* [Data for the task]:
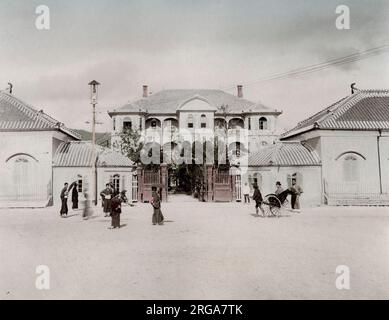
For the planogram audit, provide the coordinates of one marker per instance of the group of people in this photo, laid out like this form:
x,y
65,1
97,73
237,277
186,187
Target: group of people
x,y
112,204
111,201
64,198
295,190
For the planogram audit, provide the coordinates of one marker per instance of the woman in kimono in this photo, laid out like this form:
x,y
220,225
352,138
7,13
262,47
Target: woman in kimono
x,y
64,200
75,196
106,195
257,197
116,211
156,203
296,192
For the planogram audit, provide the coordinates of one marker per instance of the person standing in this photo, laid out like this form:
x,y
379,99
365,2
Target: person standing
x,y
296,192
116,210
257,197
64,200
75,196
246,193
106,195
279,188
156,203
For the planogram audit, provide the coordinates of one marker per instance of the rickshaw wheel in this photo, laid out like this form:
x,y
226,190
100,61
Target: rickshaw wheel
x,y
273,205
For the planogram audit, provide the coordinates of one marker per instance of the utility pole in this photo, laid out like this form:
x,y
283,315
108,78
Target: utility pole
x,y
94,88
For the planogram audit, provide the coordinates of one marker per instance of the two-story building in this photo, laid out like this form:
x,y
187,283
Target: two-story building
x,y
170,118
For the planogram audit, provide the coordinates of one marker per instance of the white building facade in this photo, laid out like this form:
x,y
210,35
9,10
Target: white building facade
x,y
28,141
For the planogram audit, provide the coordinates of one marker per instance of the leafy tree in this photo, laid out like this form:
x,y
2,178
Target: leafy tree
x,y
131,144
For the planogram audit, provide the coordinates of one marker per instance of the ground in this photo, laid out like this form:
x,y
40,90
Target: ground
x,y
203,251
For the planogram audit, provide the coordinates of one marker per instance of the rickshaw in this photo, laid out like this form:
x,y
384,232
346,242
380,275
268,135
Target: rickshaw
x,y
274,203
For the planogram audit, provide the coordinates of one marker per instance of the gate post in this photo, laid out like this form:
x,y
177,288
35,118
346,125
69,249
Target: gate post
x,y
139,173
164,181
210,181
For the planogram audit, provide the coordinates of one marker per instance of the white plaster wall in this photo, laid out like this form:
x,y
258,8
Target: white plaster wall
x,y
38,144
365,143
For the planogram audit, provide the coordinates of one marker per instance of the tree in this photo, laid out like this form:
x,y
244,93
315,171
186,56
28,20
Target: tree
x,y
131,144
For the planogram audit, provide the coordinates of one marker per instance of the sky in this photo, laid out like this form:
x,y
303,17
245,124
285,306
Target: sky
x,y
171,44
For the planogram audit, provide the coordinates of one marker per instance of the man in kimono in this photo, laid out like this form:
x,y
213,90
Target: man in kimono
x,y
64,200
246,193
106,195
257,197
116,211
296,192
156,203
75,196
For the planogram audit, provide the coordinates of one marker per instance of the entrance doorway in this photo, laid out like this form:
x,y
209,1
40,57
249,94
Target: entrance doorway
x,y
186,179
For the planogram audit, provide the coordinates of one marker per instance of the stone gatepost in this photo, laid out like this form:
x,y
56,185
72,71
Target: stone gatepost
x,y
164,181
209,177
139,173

* * *

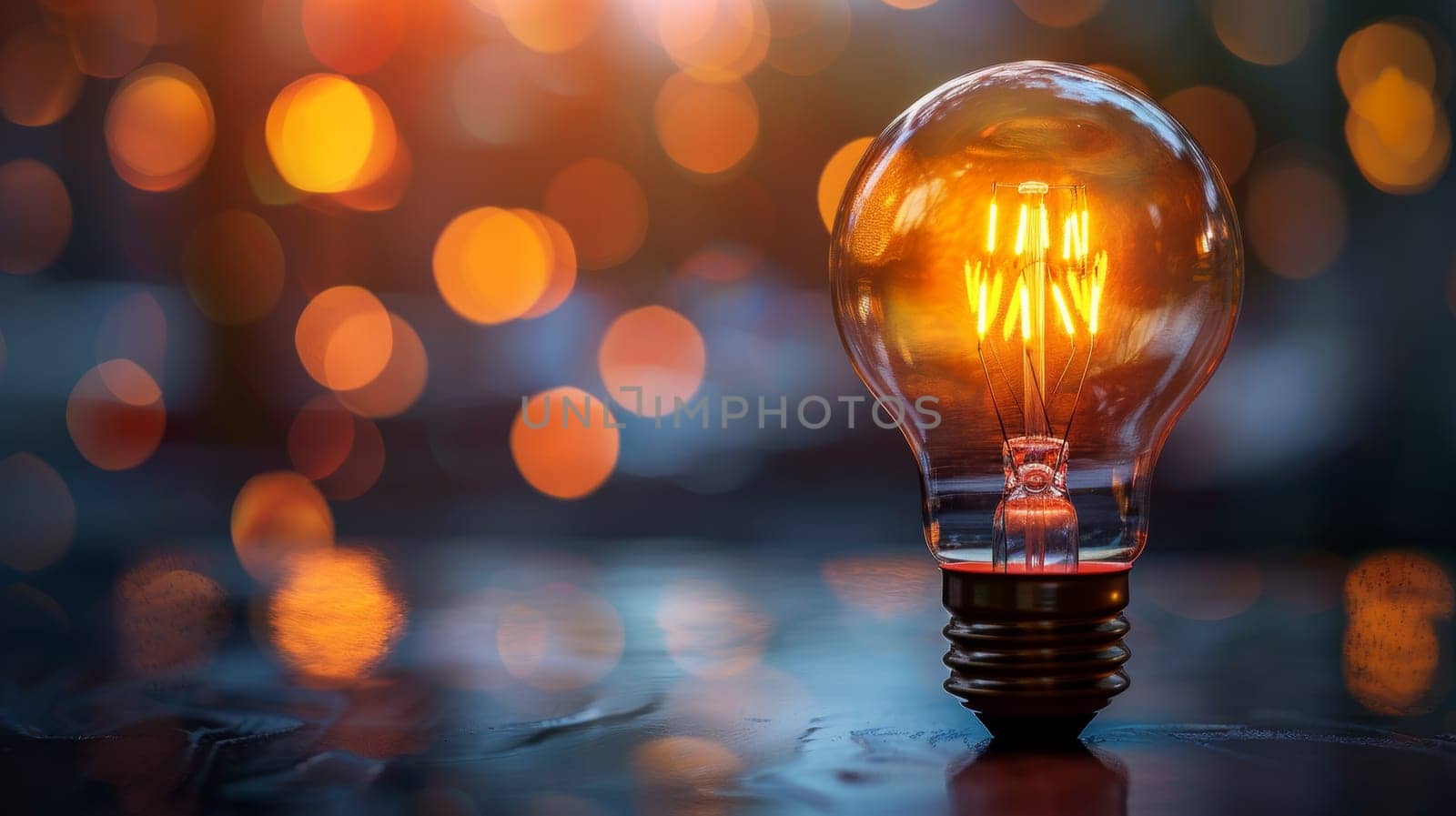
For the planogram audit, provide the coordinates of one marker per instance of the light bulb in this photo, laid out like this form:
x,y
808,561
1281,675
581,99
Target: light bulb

* [Task instructions]: Select every line of the entries above that contains the word "facade", and copy each one out.

* [Result of the exercise]:
For the planogram audit, provide the coordinates of one marker per instance of the white building facade in this photo, laid out like this form:
Target: white building facade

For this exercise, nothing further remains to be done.